▶ _Given passage_:
━━━━

This is the penultimate chapter of "Get Mystique", a storyline built around Wolverine chasing Mystique around the Middle East - or at least, the bits where Americans are.  At first glance, it's a slightly odd choice of setting.  Neither character has any particular connection with the area.  Granted, the story has one of those "Ah, Logan, my old friend" scenes, where Wolverine turns out to have a tremendously close friendship with a local guy we've never heard of.  But that happens wherever he goes.

But this works very well.  By way of illustration, compare the Deadpool storyline currently running in Wolverine: Origins.  That's also basically an extended chase scene, and yet it's rather flat.  What is this book doing right, in comparison?

Well, for one thing, there's a sense of epic conflict between these two, which Aaron has largely manufactured from scratch over the last few months.  This is where the setting turns out to have been a smart choice by Jason Aaron.  It works partly because Wolverine has pursued Mystique to the end of the earth; and partly because, by putting them, in a vaguely alien and barren landscape, the emphasis is firmly on the two of them.

━━━━

▶ _Dataset excerpt_:
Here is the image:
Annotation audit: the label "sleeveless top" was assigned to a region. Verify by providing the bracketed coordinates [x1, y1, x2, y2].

━━━━

▶ _Given task 1_:
Answer these questions from the passage on "Get Mystique":
(a) In what region does the storyline take place?
(b) Which storyline in Wolverine: Origins does the passage use for comparison?
(c) Who does the passage credit with the choice of setting?
▶ _Given task 2_: Output everything in the passage on "Get Mystique" from "But this works" down to "right, in comparison?", word for word.

▶ _Full output 1_:
(a) The Middle East
(b) The Deadpool storyline
(c) Jason Aaron

▶ _Full output 2_:
But this works very well.  By way of illustration, compare the Deadpool storyline currently running in Wolverine: Origins.  That's also basically an extended chase scene, and yet it's rather flat.  What is this book doing right, in comparison?